== Input material

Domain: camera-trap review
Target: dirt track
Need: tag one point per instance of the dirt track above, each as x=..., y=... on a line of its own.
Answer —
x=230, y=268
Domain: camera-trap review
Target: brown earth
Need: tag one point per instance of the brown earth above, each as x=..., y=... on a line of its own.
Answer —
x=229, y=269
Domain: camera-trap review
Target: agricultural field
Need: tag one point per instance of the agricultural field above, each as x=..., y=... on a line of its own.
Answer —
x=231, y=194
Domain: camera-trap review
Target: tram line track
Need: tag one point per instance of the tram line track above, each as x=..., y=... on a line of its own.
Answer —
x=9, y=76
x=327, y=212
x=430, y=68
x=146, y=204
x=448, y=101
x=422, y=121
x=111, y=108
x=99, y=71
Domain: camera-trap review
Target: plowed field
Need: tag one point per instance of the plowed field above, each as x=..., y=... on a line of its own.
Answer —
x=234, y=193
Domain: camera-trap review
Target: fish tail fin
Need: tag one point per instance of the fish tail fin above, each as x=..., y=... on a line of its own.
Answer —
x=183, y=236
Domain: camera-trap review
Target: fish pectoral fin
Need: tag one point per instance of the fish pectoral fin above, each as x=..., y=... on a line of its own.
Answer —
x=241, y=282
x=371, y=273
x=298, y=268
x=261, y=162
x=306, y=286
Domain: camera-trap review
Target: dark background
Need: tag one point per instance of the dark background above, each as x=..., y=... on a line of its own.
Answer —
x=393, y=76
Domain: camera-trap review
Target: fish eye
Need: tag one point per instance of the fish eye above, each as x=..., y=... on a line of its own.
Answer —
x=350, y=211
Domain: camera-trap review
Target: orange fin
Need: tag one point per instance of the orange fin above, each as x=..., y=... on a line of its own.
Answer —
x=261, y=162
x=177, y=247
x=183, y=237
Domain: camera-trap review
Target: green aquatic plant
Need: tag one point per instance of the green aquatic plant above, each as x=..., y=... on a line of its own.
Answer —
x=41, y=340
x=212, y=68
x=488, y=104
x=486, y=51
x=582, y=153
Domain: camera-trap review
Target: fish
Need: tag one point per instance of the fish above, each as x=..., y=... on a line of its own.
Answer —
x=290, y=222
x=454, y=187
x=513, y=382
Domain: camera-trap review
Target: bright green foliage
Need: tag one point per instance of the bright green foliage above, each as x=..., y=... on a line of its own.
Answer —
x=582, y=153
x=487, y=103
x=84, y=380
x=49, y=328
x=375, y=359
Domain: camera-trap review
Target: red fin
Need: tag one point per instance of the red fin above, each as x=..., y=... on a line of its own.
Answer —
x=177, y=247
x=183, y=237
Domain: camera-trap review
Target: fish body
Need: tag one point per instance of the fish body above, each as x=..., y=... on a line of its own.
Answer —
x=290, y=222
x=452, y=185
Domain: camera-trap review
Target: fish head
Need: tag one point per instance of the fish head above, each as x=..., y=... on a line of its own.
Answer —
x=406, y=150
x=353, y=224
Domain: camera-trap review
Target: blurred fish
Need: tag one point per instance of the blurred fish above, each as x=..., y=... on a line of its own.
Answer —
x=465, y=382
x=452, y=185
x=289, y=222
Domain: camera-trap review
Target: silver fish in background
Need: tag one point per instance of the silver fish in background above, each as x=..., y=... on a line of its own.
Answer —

====

Prompt. Change every occurrence of "camera-trap review" in the data above to "field imagery review", keeping all other text the same.

Result for this task.
Domain: field imagery review
Target: dirt track
Need: tag one point per instance of the dirt track above, each as x=..., y=... on a line of its own.
Answer —
x=230, y=268
Domain: field imagery review
Target: brown earth
Need: tag one point per instance of the brown earth above, each as x=..., y=... on a line of its own.
Answer —
x=229, y=269
Domain: field imagery review
Target: agricultural field
Need: tag one point per instance of the agricultural field above, each as x=..., y=... on a line of its own.
Answer —
x=231, y=194
Domain: field imagery review
Target: tram line track
Need: tag one point per instance of the tram line track above, each as x=..., y=... on a line of its own.
Answer —
x=9, y=76
x=327, y=212
x=430, y=68
x=146, y=204
x=448, y=101
x=422, y=121
x=111, y=108
x=99, y=71
Domain: field imagery review
Target: plowed field
Need: tag one point per instance of the plowed field above, each as x=..., y=... on a line of its own.
Answer —
x=234, y=193
Domain: field imagery review
Target: fish tail fin
Need: tag one point per instance of the fish tail fin above, each as x=..., y=... on a line of its own.
Answer —
x=183, y=236
Domain: field imagery review
Target: fish pectoral fin
Need: tag one point per instance of the fish pectoral fin above, each as x=..., y=... on a line of its own.
Answer —
x=241, y=282
x=371, y=273
x=298, y=268
x=261, y=162
x=306, y=286
Domain: field imagery review
Target: dark background
Need: tag one point per instance of the dark background above, each as x=..., y=... on a line of its own.
Answer —
x=393, y=76
Domain: field imagery review
Target: fish eye
Need: tag one point per instance of the fish eye above, each as x=..., y=... on a line of its own.
Answer —
x=350, y=211
Domain: field imagery review
Target: orange fin
Need: tag one point per instance of the orange fin above, each as x=..., y=... on a line of its own.
Answer —
x=261, y=162
x=177, y=247
x=183, y=237
Domain: field imagery review
Target: green aquatic plant
Need: tag one point per instance of the green aquatic plant above, each as x=..., y=... on a line of its own.
Answer —
x=41, y=340
x=212, y=68
x=488, y=104
x=486, y=51
x=582, y=153
Domain: field imagery review
Target: fish
Need: tag one point per instance of the fish above, each as x=..., y=... on a line of its own.
Answer —
x=290, y=222
x=454, y=187
x=513, y=382
Domain: field imagery review
Target: bright green foliage
Need: tag one point per instance of the bright green foliage above, each as x=..., y=... on a line of its own.
Answer —
x=582, y=153
x=487, y=103
x=84, y=380
x=49, y=328
x=375, y=359
Domain: field imagery review
Target: red fin
Need: tag one point per instance of the red fin above, each as x=..., y=... on a line of its own.
Answer —
x=177, y=247
x=183, y=237
Domain: field imagery review
Target: fish body
Need: tag one point per instance of the fish body above, each as x=..., y=... on a line of its own.
Answer —
x=290, y=222
x=452, y=185
Domain: field imagery review
Target: fish head
Need: tag one point per instance of the fish head above, each as x=..., y=... on a line of its own.
Answer —
x=406, y=150
x=353, y=224
Domain: field imagery review
Target: blurred fish
Need: tag one point per instance of the blurred fish above, each as x=..., y=... on a line of its own.
Answer —
x=465, y=382
x=452, y=185
x=289, y=222
Domain: field imagery review
Target: silver fish in background
Need: tag one point per instance of the silver fish in background above, each as x=..., y=... on a line of its own.
Answer —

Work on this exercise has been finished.